● **TASK DESCRIPTION**:
Please render the material as a numbered list with blank lines left out, starting at the line that contains "[tag] distant street" and ending at the line that contains "(1110, 439)", both included.

● **DATA LINES**:
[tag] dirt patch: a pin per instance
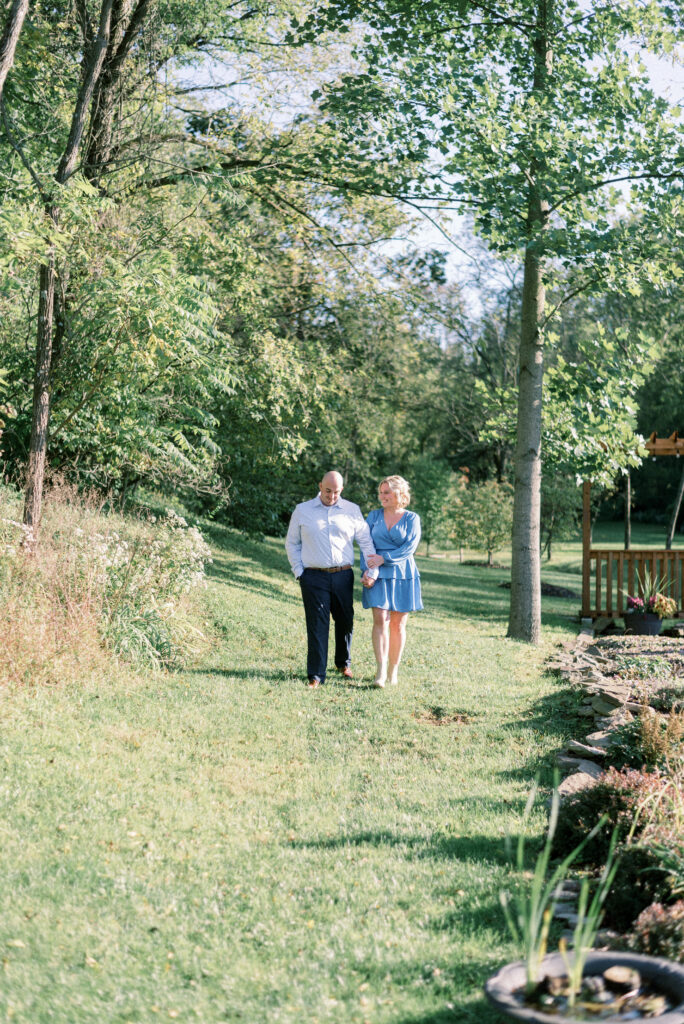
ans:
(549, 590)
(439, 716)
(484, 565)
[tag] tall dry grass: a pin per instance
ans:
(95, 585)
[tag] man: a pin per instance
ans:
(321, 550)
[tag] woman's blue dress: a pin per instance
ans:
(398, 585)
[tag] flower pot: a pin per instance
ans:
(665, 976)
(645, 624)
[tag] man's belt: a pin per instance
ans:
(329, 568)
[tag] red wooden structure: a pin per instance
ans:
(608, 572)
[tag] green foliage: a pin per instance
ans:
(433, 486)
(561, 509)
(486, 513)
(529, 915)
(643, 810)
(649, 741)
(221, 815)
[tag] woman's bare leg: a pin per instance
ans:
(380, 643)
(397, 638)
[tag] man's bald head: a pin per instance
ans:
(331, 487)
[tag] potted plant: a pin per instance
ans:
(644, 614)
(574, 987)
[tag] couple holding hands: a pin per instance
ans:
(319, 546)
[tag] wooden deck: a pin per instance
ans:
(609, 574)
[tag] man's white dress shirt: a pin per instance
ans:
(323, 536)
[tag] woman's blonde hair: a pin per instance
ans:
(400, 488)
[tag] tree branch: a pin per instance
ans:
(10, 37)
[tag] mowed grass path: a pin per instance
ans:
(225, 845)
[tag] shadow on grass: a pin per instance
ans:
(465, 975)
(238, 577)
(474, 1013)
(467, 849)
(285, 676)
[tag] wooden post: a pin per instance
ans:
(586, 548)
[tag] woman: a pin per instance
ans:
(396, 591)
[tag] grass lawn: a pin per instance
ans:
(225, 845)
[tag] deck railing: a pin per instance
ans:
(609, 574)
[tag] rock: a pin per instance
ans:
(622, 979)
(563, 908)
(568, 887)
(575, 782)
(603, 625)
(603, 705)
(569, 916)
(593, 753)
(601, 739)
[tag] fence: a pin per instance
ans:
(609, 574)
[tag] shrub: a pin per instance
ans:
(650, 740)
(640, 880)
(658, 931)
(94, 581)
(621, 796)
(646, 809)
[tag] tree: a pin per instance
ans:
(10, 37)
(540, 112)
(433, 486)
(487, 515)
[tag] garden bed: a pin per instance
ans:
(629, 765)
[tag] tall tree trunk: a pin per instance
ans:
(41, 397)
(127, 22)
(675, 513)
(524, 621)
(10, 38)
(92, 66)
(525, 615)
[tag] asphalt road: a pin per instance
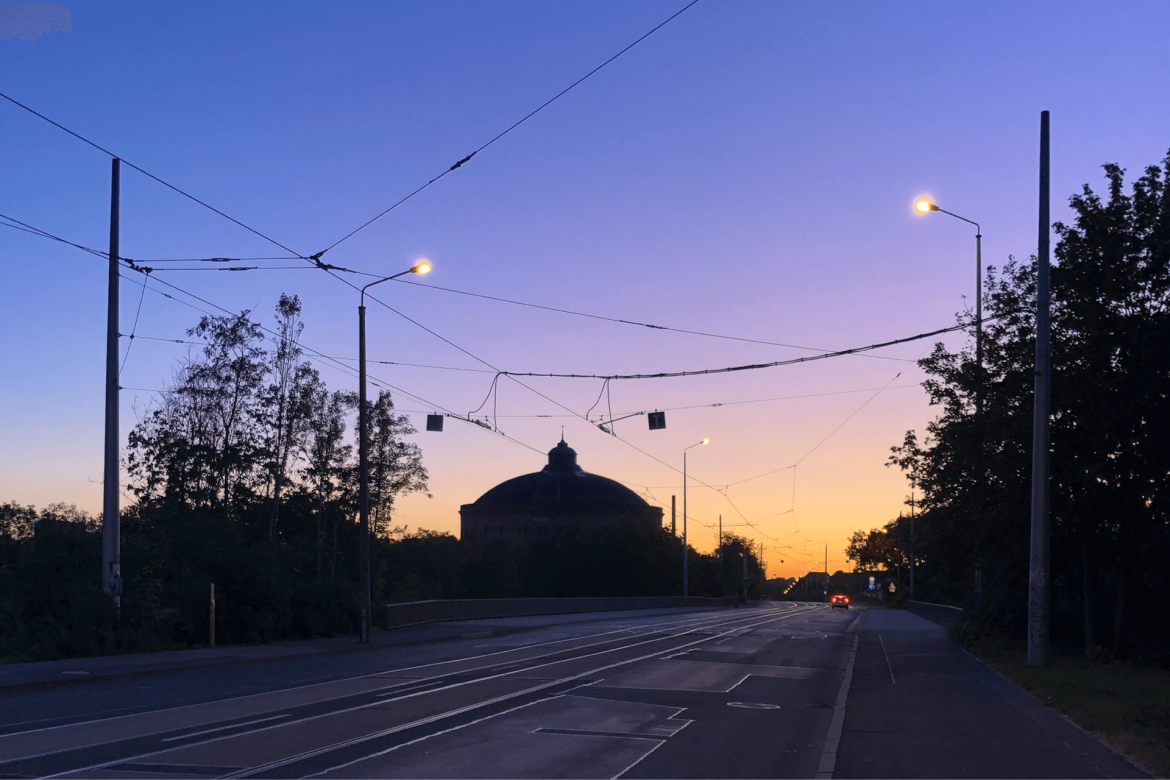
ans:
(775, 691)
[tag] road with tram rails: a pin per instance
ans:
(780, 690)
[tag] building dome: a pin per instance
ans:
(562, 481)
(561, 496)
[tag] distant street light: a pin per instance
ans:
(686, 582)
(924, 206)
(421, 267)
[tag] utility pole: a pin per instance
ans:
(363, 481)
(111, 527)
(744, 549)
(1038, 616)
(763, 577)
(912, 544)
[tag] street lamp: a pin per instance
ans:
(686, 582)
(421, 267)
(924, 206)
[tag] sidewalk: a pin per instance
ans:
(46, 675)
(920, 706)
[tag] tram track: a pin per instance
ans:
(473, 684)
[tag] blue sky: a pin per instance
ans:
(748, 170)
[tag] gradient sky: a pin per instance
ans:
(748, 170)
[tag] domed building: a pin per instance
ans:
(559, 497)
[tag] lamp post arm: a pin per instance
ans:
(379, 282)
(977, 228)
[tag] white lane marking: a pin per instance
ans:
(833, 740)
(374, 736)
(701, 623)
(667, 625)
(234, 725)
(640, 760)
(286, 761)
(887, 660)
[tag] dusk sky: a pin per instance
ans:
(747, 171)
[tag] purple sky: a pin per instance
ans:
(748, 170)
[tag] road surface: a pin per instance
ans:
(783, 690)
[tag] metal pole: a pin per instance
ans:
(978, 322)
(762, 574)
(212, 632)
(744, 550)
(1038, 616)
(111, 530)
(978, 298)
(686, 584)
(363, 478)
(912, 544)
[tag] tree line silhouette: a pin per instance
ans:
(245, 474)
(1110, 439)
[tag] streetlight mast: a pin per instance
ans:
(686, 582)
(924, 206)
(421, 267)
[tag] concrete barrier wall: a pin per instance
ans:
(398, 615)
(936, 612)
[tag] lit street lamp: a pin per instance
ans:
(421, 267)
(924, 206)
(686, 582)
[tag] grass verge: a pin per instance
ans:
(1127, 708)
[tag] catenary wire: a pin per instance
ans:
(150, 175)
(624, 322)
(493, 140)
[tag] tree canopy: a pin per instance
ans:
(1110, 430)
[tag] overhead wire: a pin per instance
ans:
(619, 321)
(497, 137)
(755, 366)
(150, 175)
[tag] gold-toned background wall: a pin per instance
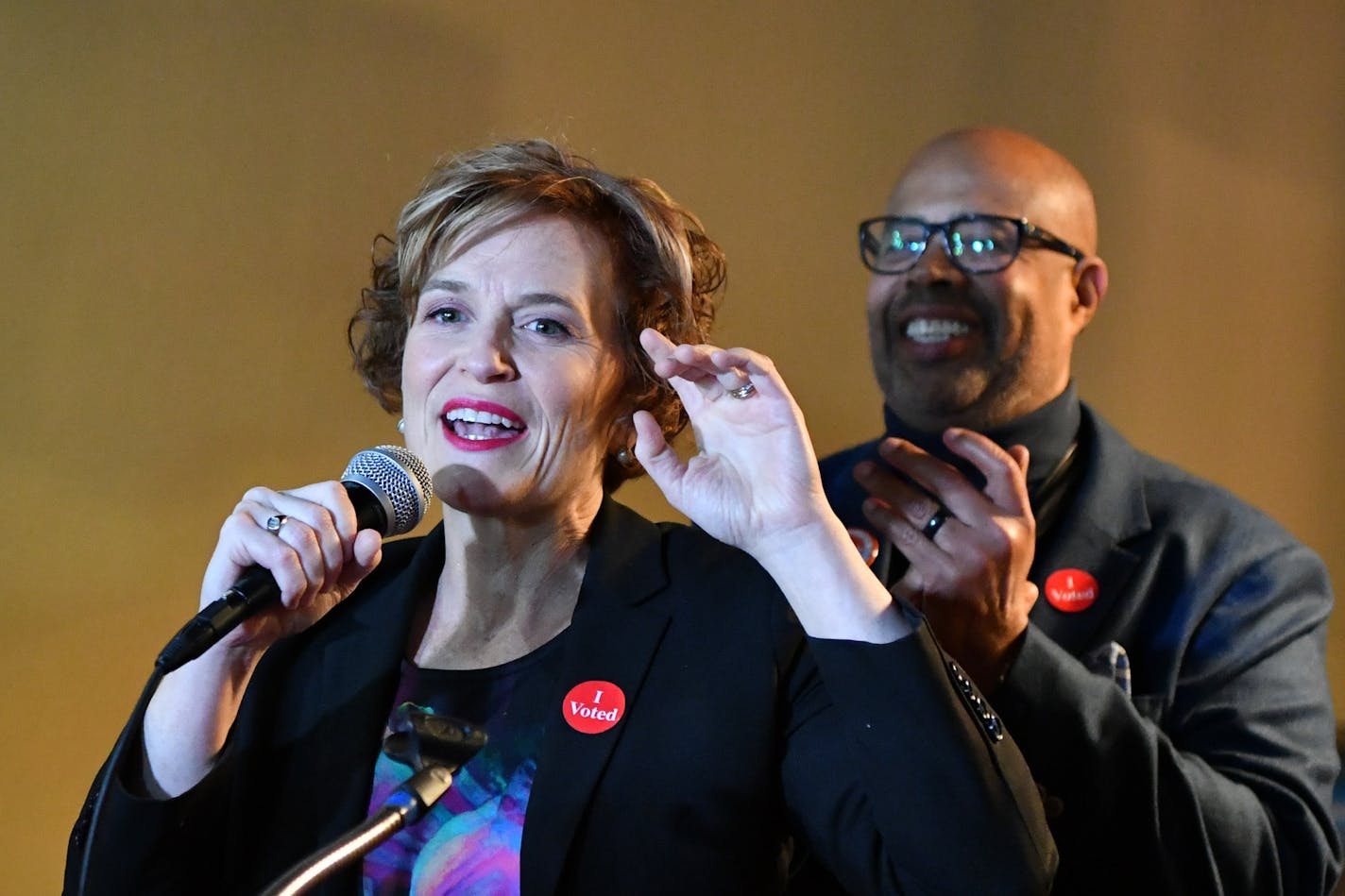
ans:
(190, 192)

* * *

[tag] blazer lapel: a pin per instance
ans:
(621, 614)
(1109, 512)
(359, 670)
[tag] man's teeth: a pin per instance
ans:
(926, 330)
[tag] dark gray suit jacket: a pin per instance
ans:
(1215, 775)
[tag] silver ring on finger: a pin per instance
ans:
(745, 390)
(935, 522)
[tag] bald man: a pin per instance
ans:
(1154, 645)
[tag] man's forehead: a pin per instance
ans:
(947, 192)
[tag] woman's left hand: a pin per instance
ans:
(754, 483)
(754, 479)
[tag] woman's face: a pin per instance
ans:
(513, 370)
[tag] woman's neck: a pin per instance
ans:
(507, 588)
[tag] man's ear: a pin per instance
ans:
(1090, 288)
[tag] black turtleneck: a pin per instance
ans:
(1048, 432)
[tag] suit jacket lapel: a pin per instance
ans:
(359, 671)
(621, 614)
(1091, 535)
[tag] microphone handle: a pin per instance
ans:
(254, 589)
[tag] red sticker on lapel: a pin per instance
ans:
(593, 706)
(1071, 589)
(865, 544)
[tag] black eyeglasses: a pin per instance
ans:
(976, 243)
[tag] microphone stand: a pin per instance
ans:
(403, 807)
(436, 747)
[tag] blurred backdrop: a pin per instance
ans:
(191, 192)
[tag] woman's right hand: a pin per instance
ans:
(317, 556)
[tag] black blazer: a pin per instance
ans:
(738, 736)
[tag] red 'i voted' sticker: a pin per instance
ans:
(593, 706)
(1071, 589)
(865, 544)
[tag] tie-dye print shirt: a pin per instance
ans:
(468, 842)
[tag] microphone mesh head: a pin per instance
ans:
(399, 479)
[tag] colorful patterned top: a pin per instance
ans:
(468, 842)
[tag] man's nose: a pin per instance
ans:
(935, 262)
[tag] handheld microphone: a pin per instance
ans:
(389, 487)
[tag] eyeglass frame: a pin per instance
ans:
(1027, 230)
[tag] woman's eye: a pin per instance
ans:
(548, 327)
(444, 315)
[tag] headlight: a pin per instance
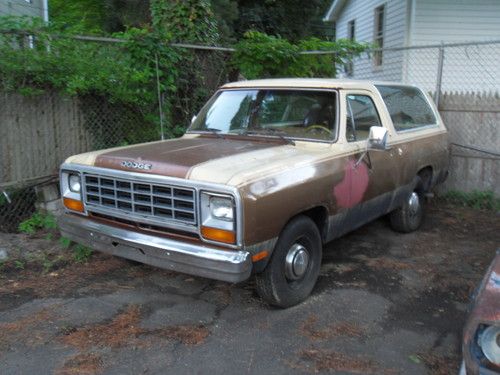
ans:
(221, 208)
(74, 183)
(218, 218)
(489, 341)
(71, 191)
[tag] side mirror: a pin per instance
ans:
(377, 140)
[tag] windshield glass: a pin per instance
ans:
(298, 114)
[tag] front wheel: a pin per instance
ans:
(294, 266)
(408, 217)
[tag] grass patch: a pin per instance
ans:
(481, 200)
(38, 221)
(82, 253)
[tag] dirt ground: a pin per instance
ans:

● **RESULT BELOW**:
1. [tag] distant street light: a pin per instance
2. ans:
3. (686, 582)
4. (924, 206)
5. (421, 267)
6. [tag] utility pole: a pin per instance
7. ans:
8. (363, 481)
9. (111, 527)
10. (744, 549)
11. (1038, 616)
12. (763, 577)
13. (912, 544)
14. [tag] street lamp: a pin per instance
15. ans:
16. (686, 582)
17. (421, 267)
18. (924, 206)
19. [tag] sidewalk: a pin per instance
20. ans:
21. (46, 675)
22. (920, 706)
23. [tag] tram track: a pin per instance
24. ans:
25. (473, 684)
26. [tag] blue sky: a pin per instance
27. ans:
28. (748, 170)
29. [tag] gradient sky: a pin per instance
30. ans:
31. (748, 170)
32. [tag] domed building: a pin per instance
33. ans:
34. (559, 497)
35. [tag] lamp post arm: a pin per instance
36. ans:
37. (379, 282)
38. (977, 228)
39. [tag] white lane marking: a pin per instance
40. ans:
41. (833, 740)
42. (374, 736)
43. (701, 623)
44. (667, 625)
45. (234, 725)
46. (640, 760)
47. (286, 761)
48. (887, 660)
49. [tag] dusk sky: a pin per instance
50. ans:
51. (747, 171)
52. [tag] purple sky: a pin per instance
53. ans:
54. (748, 170)
55. [tag] road surface: a pin per instance
56. ans:
57. (783, 690)
58. [tag] metal pole: a pin per instance
59. ans:
60. (978, 322)
61. (762, 574)
62. (212, 632)
63. (744, 550)
64. (1038, 616)
65. (111, 530)
66. (978, 298)
67. (686, 584)
68. (363, 478)
69. (912, 544)
70. [tag] tree line silhouette: a pin per instance
71. ans:
72. (245, 474)
73. (1110, 439)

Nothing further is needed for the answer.